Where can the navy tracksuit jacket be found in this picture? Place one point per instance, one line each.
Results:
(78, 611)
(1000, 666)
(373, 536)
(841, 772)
____
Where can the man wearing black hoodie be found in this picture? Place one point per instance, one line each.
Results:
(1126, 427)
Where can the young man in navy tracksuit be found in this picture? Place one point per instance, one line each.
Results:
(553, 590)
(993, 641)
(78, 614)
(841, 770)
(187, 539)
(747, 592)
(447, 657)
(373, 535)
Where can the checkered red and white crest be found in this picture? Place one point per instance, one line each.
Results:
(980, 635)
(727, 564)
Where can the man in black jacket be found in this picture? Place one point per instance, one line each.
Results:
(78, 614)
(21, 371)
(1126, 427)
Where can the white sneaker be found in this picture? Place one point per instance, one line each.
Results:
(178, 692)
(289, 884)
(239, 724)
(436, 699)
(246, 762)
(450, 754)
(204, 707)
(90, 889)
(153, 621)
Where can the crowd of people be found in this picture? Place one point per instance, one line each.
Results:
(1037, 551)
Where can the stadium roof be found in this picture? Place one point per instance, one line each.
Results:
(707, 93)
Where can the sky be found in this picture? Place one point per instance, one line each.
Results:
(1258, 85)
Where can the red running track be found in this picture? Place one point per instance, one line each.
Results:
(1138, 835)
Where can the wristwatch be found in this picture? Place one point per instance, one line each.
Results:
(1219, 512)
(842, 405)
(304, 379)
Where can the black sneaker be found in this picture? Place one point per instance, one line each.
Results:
____
Copy out the listing verbatim, beginning at the line that contains "Where can the young" and stopping after the line that contains "(1037, 551)".

§ Result for this task
Where can the young man in navy tracksuit be found in this picture? Place one point per instance, one line each.
Results:
(553, 590)
(993, 641)
(78, 614)
(841, 770)
(187, 539)
(747, 592)
(447, 657)
(373, 535)
Where can the checkered red and white crest be found in this picture? Place one point per instance, one line each.
Results:
(980, 635)
(727, 564)
Where can the man in black jacket be found in this picture? Place one point per instance, one line each.
Results:
(78, 614)
(21, 371)
(1126, 427)
Where can the white sneaker be found in this picture? Place one point per instance, one line each.
Results:
(178, 692)
(289, 884)
(239, 724)
(436, 699)
(246, 762)
(450, 754)
(204, 707)
(90, 889)
(153, 621)
Where can the crowd of people be found in this picture? Place one point per instance, one line each.
Results:
(1037, 551)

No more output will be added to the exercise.